Region pointing data
# # #

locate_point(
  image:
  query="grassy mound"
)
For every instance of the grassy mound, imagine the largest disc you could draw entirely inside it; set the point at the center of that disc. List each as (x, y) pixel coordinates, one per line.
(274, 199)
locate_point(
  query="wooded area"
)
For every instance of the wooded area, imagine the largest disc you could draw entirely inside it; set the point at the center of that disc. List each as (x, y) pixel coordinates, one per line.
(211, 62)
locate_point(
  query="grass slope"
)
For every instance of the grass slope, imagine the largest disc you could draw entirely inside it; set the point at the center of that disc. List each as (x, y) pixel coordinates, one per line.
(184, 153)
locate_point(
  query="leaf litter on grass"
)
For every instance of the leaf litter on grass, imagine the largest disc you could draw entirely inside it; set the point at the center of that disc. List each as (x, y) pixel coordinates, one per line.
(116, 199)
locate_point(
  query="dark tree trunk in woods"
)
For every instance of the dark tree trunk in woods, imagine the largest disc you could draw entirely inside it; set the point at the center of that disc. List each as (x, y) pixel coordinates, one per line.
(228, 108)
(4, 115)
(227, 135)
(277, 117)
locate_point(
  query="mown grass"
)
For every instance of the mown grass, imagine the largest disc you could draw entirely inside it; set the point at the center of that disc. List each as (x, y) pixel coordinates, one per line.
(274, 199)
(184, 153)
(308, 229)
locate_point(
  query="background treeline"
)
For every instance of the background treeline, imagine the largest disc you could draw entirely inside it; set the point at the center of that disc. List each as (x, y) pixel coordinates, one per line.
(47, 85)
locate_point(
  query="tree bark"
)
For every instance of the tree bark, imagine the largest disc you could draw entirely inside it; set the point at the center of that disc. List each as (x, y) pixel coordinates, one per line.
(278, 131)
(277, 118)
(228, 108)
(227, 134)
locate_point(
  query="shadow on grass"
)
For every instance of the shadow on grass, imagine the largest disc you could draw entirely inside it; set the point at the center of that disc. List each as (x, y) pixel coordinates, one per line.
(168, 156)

# # #

*Problem requirements:* What is needed is an exact copy of the lines from the one containing "For every instance of the mown" to the end of the data; please add nothing else.

*Your response:*
For every instance of the mown grass, imagine the largest disc you could draw entirely inside it; set the point at the center of that disc. List each as (x, y) pixel coordinates, one per line.
(274, 199)
(184, 153)
(308, 229)
locate_point(
  query="background treeline"
)
For every instance of the background treeline, imagine the largest disc you could draw entirely inside it; set the point at the center of that disc. List each as (x, y) pixel coordinates, one per line.
(47, 85)
locate_point(
  query="tree bark"
)
For every instance of the tree bark, imagine the largest disc you could draw entirely inside it; set the point at the center of that disc. List each as (x, y) pixel coordinates, one per line.
(278, 131)
(277, 118)
(228, 108)
(227, 134)
locate_point(
  query="shadow on grass"
)
For every instance of the shadow on grass, imagine the largest disc you could draw entirely inside it; set the point at the center of that disc. List each as (x, y) pixel coordinates, one per line.
(168, 156)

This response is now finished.